Information provided:

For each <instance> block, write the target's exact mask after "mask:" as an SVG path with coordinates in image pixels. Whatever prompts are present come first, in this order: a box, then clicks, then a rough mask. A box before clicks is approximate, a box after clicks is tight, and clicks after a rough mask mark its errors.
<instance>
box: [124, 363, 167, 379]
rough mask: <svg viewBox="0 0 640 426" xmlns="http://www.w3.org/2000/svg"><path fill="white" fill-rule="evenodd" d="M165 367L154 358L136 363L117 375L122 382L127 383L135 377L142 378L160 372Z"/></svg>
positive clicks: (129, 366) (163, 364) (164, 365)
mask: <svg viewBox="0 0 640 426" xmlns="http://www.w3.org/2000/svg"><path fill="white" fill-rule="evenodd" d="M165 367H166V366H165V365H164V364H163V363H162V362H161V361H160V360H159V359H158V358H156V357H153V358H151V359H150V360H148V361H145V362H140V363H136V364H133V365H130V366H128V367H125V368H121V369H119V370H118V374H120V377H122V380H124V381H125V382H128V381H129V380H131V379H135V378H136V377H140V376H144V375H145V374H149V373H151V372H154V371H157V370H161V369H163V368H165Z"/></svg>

Work item:
Could you please find every line of the listing above holding the string "rough" and copy it?

Exercise output:
For each <instance> block, write the target's exact mask after "mask:" as an SVG path with coordinates in image pixels. Whatever prompts are present come first, in this order: a box, then clicks, then a rough mask. A box before clicks is approximate, a box after clicks is tight, and clicks after a rough mask mark its errors.
rough mask: <svg viewBox="0 0 640 426" xmlns="http://www.w3.org/2000/svg"><path fill="white" fill-rule="evenodd" d="M165 367L154 358L136 363L117 375L122 382L127 383L135 377L142 378L160 372Z"/></svg>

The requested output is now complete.